[Object position labeling entries]
----

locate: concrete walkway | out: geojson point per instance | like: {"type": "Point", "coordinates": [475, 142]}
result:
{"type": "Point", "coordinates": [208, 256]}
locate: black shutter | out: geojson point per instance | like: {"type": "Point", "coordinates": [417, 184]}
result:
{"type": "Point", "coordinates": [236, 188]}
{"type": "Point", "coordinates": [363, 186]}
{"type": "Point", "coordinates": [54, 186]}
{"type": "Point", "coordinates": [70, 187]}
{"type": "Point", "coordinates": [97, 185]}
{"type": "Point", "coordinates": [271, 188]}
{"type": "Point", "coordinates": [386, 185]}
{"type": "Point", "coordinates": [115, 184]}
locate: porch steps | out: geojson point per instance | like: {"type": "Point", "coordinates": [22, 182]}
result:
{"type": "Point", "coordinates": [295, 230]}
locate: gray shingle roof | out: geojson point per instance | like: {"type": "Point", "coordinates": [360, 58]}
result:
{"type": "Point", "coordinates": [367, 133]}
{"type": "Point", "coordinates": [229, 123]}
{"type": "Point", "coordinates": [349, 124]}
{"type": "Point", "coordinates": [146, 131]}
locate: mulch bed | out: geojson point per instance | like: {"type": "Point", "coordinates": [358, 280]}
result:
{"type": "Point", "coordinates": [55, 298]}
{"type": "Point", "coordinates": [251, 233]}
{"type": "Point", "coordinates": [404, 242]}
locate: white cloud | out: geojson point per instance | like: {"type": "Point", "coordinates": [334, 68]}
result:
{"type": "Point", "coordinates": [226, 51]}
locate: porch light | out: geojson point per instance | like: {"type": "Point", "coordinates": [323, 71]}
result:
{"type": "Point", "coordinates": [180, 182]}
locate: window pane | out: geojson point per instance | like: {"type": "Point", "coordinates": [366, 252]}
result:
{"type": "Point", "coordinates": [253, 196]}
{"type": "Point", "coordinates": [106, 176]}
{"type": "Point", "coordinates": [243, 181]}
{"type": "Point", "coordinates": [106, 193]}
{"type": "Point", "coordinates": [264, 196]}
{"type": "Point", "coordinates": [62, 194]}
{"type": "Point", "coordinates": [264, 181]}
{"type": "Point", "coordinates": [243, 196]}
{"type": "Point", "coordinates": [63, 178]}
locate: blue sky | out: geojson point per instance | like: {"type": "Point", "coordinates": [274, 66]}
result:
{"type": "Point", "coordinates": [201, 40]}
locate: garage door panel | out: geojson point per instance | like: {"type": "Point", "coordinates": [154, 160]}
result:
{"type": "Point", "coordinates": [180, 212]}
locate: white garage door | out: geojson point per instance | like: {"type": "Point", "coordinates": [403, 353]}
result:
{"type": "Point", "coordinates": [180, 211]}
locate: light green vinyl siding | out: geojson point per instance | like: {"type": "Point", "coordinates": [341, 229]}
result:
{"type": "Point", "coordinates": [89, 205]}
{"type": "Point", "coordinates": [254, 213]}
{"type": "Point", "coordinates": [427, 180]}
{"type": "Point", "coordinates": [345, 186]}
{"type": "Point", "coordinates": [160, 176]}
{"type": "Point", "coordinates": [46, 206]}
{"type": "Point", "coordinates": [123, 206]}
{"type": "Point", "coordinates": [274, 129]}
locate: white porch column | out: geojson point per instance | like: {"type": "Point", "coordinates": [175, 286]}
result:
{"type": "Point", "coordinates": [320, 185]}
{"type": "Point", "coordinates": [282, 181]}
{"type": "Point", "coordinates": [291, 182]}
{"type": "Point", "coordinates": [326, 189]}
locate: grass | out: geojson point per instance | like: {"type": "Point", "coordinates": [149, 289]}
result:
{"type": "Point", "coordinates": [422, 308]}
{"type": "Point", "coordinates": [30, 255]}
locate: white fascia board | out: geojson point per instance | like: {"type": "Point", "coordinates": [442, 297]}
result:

----

Exercise instructions: Copy out all of the records above with nothing altered.

Solution for this task:
locate: concrete walkway | out: geojson point per instance | like: {"type": "Point", "coordinates": [475, 142]}
result:
{"type": "Point", "coordinates": [208, 256]}
locate: black shutter | out: geojson point per instance | like: {"type": "Point", "coordinates": [417, 184]}
result:
{"type": "Point", "coordinates": [236, 188]}
{"type": "Point", "coordinates": [363, 186]}
{"type": "Point", "coordinates": [54, 186]}
{"type": "Point", "coordinates": [70, 187]}
{"type": "Point", "coordinates": [97, 185]}
{"type": "Point", "coordinates": [271, 188]}
{"type": "Point", "coordinates": [386, 185]}
{"type": "Point", "coordinates": [115, 184]}
locate: porch steps | out: geojson point per instance | like: {"type": "Point", "coordinates": [22, 182]}
result:
{"type": "Point", "coordinates": [295, 230]}
locate: gray shingle roof | out: geojson point per instance | like: {"type": "Point", "coordinates": [360, 58]}
result:
{"type": "Point", "coordinates": [367, 133]}
{"type": "Point", "coordinates": [229, 123]}
{"type": "Point", "coordinates": [349, 124]}
{"type": "Point", "coordinates": [146, 131]}
locate: mulch bed | out: geojson point per instance | like: {"type": "Point", "coordinates": [358, 280]}
result:
{"type": "Point", "coordinates": [55, 298]}
{"type": "Point", "coordinates": [251, 233]}
{"type": "Point", "coordinates": [404, 242]}
locate: white cloud | out: geojson point per instance | like: {"type": "Point", "coordinates": [334, 68]}
result:
{"type": "Point", "coordinates": [226, 51]}
locate: porch light | out: geojson point per instance | like: {"type": "Point", "coordinates": [323, 71]}
result:
{"type": "Point", "coordinates": [180, 182]}
locate: window pane | out: geojson point per instance | like: {"type": "Point", "coordinates": [366, 252]}
result:
{"type": "Point", "coordinates": [253, 196]}
{"type": "Point", "coordinates": [106, 176]}
{"type": "Point", "coordinates": [243, 181]}
{"type": "Point", "coordinates": [106, 193]}
{"type": "Point", "coordinates": [264, 196]}
{"type": "Point", "coordinates": [62, 194]}
{"type": "Point", "coordinates": [264, 181]}
{"type": "Point", "coordinates": [243, 196]}
{"type": "Point", "coordinates": [63, 178]}
locate: blue sky | out: geojson point per instance | like: {"type": "Point", "coordinates": [274, 66]}
result:
{"type": "Point", "coordinates": [201, 40]}
locate: garage door panel | out: geojson point per instance | like: {"type": "Point", "coordinates": [154, 160]}
result:
{"type": "Point", "coordinates": [180, 212]}
locate: white garage door | out: geojson point per instance | like: {"type": "Point", "coordinates": [403, 353]}
result:
{"type": "Point", "coordinates": [180, 211]}
locate: light green vinyl siding | out: geojson point per instance | like: {"type": "Point", "coordinates": [341, 229]}
result:
{"type": "Point", "coordinates": [89, 205]}
{"type": "Point", "coordinates": [254, 213]}
{"type": "Point", "coordinates": [427, 180]}
{"type": "Point", "coordinates": [345, 186]}
{"type": "Point", "coordinates": [160, 176]}
{"type": "Point", "coordinates": [46, 206]}
{"type": "Point", "coordinates": [123, 206]}
{"type": "Point", "coordinates": [274, 129]}
locate: white porch column | out: geojson point per instance | like: {"type": "Point", "coordinates": [175, 286]}
result:
{"type": "Point", "coordinates": [320, 185]}
{"type": "Point", "coordinates": [282, 181]}
{"type": "Point", "coordinates": [291, 182]}
{"type": "Point", "coordinates": [326, 189]}
locate: grass | out: geojson point per instance | like: {"type": "Point", "coordinates": [149, 289]}
result:
{"type": "Point", "coordinates": [422, 308]}
{"type": "Point", "coordinates": [30, 255]}
locate: white fascia board | out: geojson point per instance | like: {"type": "Point", "coordinates": [442, 297]}
result:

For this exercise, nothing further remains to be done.